(WHAT THE EXERCISE ASKS):
Please locate each line in the items below that contains the word "photograph", and copy those lines out in full.

Start of SUPPLIED ENTRIES

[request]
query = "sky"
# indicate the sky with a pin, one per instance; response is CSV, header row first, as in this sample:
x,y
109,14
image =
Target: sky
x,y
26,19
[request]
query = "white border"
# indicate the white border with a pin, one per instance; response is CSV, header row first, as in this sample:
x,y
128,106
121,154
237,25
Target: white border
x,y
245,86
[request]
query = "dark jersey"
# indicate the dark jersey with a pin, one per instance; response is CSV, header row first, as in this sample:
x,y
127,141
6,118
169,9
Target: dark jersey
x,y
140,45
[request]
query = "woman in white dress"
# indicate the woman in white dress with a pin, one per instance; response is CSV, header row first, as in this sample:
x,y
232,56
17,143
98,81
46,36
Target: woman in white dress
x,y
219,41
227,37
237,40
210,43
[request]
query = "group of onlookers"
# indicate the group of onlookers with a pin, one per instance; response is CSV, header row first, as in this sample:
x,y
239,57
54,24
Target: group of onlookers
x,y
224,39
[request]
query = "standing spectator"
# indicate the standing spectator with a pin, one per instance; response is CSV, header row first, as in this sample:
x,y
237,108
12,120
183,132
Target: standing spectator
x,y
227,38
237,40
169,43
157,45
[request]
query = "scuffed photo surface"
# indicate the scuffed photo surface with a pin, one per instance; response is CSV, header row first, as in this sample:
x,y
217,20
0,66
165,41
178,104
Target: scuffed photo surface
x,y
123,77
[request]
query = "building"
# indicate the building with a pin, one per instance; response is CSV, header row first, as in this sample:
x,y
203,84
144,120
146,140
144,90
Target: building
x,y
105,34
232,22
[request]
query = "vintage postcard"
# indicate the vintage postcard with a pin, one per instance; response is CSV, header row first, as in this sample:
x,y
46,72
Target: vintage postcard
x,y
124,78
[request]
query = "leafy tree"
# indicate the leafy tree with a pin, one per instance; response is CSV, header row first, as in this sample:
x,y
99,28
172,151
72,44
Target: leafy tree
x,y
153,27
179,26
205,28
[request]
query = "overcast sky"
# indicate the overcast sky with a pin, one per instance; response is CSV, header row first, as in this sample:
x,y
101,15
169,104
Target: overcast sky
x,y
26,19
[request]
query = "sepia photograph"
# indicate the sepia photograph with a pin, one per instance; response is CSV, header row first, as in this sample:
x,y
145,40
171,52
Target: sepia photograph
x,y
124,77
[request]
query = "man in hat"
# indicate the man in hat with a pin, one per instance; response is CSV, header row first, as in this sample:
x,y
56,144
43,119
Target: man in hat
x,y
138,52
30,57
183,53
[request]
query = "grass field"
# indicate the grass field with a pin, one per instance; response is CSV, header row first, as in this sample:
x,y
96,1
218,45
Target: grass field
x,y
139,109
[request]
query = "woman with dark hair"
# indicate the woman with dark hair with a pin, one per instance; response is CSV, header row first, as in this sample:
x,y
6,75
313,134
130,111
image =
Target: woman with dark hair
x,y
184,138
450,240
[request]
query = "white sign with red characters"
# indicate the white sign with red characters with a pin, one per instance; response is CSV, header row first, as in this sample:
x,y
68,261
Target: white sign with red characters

End of SUPPLIED ENTRIES

(THE OUTPUT):
query = "sepia photograph"
# indicate the sepia photograph with a pin, one per instance; response is CSV, header row first, as in this sample:
Target: sepia photograph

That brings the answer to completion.